TEXTE SOURCE ->
============

Décidément il semblerait que les petites bêtes aient une fâcheuse tendance à vouloir imiter les grands de ce monde. Après la grenouille qui voulait se faire aussi grosse que le bœuf, le krill qui voulait devenir baleine (ici), laissez moi vous conter l’histoire du rongeur qui voulait imiter l’éléphant.
Evidemment, si je dis rongeur, vous pensez immédiatement souris et rats, et ceci a le don d’énerver le rodentologue (spécialiste des rongeurs) que je suis. Saviez-vous en effet que les rongeurs forment le groupe le plus diversifié de mammifères ? Sur les 5400 espèces de mammifères actuels, 2277 sont des rongeurs et il a probablement existé plus d’espèces de rongeurs au cours des derniers 56 millions d’années que d’espèces de dinosaures pendant la totalité de leur règne (soit 186 millions d’années mais il est vrai que les oiseaux se sont bien rattrapés depuis la crise Crétacé/Tertiaire).
Les rongeurs ont colonisé tous les continents, à l’exception de l’Antarctique, et sont présents dans tous types d’environnements, depuis les déserts les plus chauds jusqu’aux sommets les plus froids. Il existe des formes nageuses, fouisseuses, coureuses, sauteuses et planeuses. Toujours pas impressionné(e) ? J’ai compris, c’est encore et toujours une histoire de taille … Une fois de plus, les rongeurs pourraient vous surprendre puisqu’ils surclassent la plupart des groupes de vertébrés terrestres en terme de différences de taille : avec ses 70kg, le Capybara (le plus gros rongeur actuel) est 14000 fois plus lourd que la gerboise naine Salpingotus qui ne pèse que quelques grammes. Sur ce plan là, je vous l’accorde, les dinosaures ont peut-être fait un peu mieux.

============

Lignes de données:
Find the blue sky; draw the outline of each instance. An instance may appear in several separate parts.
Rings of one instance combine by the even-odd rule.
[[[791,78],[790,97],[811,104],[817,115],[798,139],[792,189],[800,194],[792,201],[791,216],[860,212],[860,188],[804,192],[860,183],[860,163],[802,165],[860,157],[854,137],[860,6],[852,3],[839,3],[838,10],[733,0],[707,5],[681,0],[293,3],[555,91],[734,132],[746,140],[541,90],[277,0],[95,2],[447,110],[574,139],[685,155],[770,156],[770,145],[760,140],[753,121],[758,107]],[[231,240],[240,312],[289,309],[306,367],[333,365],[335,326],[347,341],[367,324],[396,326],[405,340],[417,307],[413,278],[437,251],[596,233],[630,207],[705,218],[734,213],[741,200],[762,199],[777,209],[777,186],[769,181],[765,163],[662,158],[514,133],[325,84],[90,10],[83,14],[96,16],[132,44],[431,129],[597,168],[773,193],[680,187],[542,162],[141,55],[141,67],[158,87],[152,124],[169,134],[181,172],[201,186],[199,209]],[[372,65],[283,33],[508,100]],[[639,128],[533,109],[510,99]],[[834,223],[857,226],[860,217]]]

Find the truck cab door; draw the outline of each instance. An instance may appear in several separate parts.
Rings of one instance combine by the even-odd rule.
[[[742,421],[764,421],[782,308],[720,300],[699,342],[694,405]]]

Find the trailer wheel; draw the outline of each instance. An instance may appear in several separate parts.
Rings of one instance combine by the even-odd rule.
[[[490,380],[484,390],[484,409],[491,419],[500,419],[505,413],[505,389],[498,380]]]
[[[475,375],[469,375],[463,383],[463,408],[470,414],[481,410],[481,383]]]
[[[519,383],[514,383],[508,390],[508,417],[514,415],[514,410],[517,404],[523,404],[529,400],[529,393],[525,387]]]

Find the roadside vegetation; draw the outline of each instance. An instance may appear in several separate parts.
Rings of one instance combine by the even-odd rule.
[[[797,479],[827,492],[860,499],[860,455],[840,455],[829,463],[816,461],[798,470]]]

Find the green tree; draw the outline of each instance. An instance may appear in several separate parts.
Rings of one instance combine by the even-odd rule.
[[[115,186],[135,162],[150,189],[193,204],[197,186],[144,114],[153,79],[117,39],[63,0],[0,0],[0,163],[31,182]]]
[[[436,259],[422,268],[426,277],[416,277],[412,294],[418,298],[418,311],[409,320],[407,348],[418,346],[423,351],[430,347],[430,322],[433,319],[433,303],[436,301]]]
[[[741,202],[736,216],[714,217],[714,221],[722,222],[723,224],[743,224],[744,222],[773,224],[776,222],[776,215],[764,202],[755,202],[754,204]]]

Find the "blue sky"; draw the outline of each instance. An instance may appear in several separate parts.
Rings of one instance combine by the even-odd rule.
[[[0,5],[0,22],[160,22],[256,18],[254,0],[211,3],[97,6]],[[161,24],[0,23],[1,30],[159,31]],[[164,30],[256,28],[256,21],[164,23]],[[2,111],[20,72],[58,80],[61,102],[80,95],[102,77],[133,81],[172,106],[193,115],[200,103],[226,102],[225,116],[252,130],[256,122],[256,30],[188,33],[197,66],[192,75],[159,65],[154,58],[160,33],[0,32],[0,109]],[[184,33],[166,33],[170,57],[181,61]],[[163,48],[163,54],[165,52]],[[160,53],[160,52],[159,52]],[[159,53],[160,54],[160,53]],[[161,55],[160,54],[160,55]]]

============

PROBLÈMES À RÉSOUDRE ->
• 1. Recopiez à l'identique les lignes des enregistrements, du début jusqu'à la ligne contenant "[[[742,421],[764,421],[782,308],[720,300],[699,342],[694,405]]]", cette dernière comprise.
• 2. Rédigez la suite du texte sur les rongeurs, en repartant après sa dernière phrase.
Les enregistrements n'ont aucun lien avec le texte sur les rongeurs.

RÉPONSES AUX TÂCHES ->
• 1.
Find the blue sky; draw the outline of each instance. An instance may appear in several separate parts.
Rings of one instance combine by the even-odd rule.
[[[791,78],[790,97],[811,104],[817,115],[798,139],[792,189],[800,194],[792,201],[791,216],[860,212],[860,188],[804,192],[860,183],[860,163],[802,165],[860,157],[854,137],[860,6],[852,3],[839,3],[838,10],[733,0],[707,5],[681,0],[293,3],[555,91],[734,132],[746,140],[541,90],[277,0],[95,2],[447,110],[574,139],[685,155],[770,156],[770,145],[760,140],[753,121],[758,107]],[[231,240],[240,312],[289,309],[306,367],[333,365],[335,326],[347,341],[367,324],[396,326],[405,340],[417,307],[413,278],[437,251],[596,233],[630,207],[705,218],[734,213],[741,200],[762,199],[777,209],[777,186],[769,181],[765,163],[662,158],[514,133],[325,84],[90,10],[83,14],[96,16],[132,44],[431,129],[597,168],[773,193],[680,187],[542,162],[141,55],[141,67],[158,87],[152,124],[169,134],[181,172],[201,186],[199,209]],[[372,65],[283,33],[508,100]],[[639,128],[533,109],[510,99]],[[834,223],[857,226],[860,217]]]

Find the truck cab door; draw the outline of each instance. An instance may appear in several separate parts.
Rings of one instance combine by the even-odd rule.
[[[742,421],[764,421],[782,308],[720,300],[699,342],[694,405]]]

• 2.
Toutefois, les ancêtres des rongeurs n’ont pas tous joué dans la catégorie poids mouches. C’est en effet parmi les formes fossiles que se cachent les espèces les plus imposantes. Le plus gros rongeur connu pesait environ une tonne, soit 200000 gerboises naines, il a été retrouvé en Uruguay et porte le doux nom de Josephoartigasia monesi. Ce poids lourd vivait au Pliocène (5 à 2 millions d’années), à une époque de géants, et aurait disparu il y a seulement deux millions d’années. Il serait un cousin pas trop éloigné de votre chinchilla préféré ; d’ailleurs il me plaît parfois à imaginer un Josephoartigasia repu d’ennui faisant des ronds dans une roue géante en plastique fluo. Seul un crâne complet de cet animal a été retrouvé à ce jour. Des chercheurs des universités de York (Angleterre) et Montevideo (Uruguay) ont récemment utilisé des techniques de pointe sur ce spécimen unique dans le but de mieux comprendre les capacités masticatrices de cette espèce éteinte de rongeur.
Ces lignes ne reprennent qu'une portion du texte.